▶ _Exercise directions_
Please give again, exactly and only, the stretch of lines from the one containing "Where can the silver" to the end of the entries below.

Records from a data source:
/---

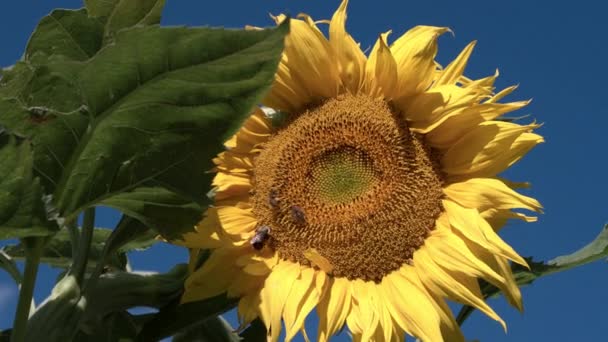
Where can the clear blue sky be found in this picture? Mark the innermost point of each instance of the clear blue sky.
(554, 51)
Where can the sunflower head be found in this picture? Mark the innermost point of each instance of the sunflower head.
(375, 200)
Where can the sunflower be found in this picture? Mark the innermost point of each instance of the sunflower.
(369, 192)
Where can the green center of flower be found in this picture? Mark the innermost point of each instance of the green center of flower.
(341, 175)
(347, 188)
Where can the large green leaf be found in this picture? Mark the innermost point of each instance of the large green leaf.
(22, 207)
(67, 33)
(595, 250)
(120, 14)
(58, 251)
(175, 317)
(212, 329)
(128, 13)
(158, 208)
(148, 111)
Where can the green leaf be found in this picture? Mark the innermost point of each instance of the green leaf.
(57, 318)
(116, 326)
(58, 251)
(159, 120)
(100, 8)
(149, 111)
(68, 33)
(255, 332)
(22, 208)
(212, 329)
(120, 14)
(158, 208)
(595, 250)
(130, 235)
(173, 318)
(8, 264)
(129, 13)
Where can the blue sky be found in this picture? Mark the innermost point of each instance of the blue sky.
(555, 53)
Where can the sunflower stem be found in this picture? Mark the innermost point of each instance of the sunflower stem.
(33, 251)
(84, 245)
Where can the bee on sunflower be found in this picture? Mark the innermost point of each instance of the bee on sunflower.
(375, 201)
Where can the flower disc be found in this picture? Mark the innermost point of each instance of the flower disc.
(349, 181)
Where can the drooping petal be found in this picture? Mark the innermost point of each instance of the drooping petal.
(363, 308)
(452, 73)
(350, 58)
(411, 306)
(475, 228)
(454, 127)
(381, 71)
(414, 54)
(310, 61)
(334, 308)
(486, 193)
(433, 107)
(303, 297)
(497, 218)
(256, 129)
(231, 185)
(489, 148)
(452, 284)
(274, 296)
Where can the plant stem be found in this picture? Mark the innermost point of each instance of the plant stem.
(74, 236)
(33, 250)
(86, 236)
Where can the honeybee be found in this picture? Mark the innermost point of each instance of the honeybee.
(261, 236)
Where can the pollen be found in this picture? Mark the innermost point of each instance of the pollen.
(355, 185)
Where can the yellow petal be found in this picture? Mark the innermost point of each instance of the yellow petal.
(387, 330)
(256, 129)
(475, 228)
(363, 307)
(334, 308)
(456, 126)
(231, 185)
(318, 260)
(350, 58)
(410, 305)
(498, 218)
(248, 309)
(433, 107)
(452, 253)
(220, 267)
(310, 59)
(243, 284)
(414, 54)
(454, 71)
(489, 149)
(236, 221)
(381, 71)
(303, 297)
(454, 285)
(487, 193)
(274, 295)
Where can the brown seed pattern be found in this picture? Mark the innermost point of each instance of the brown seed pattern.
(366, 190)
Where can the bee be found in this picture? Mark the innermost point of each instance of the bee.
(297, 214)
(261, 236)
(273, 199)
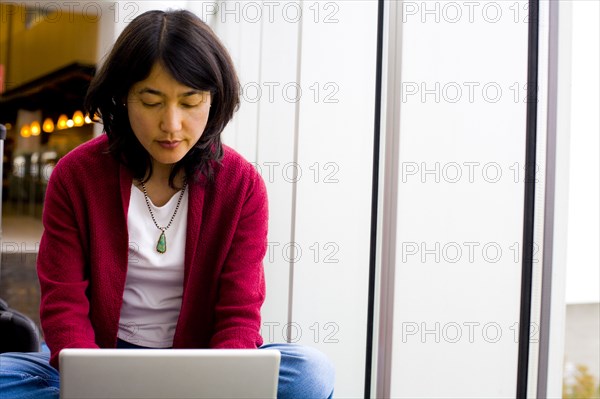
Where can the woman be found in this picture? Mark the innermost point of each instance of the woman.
(155, 232)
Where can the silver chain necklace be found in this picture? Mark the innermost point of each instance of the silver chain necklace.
(161, 244)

\---

▶ _Task solution_
Where can the silver chain necklace be found in this picture? Mark the innermost point of each instance of the silver chain necklace.
(161, 244)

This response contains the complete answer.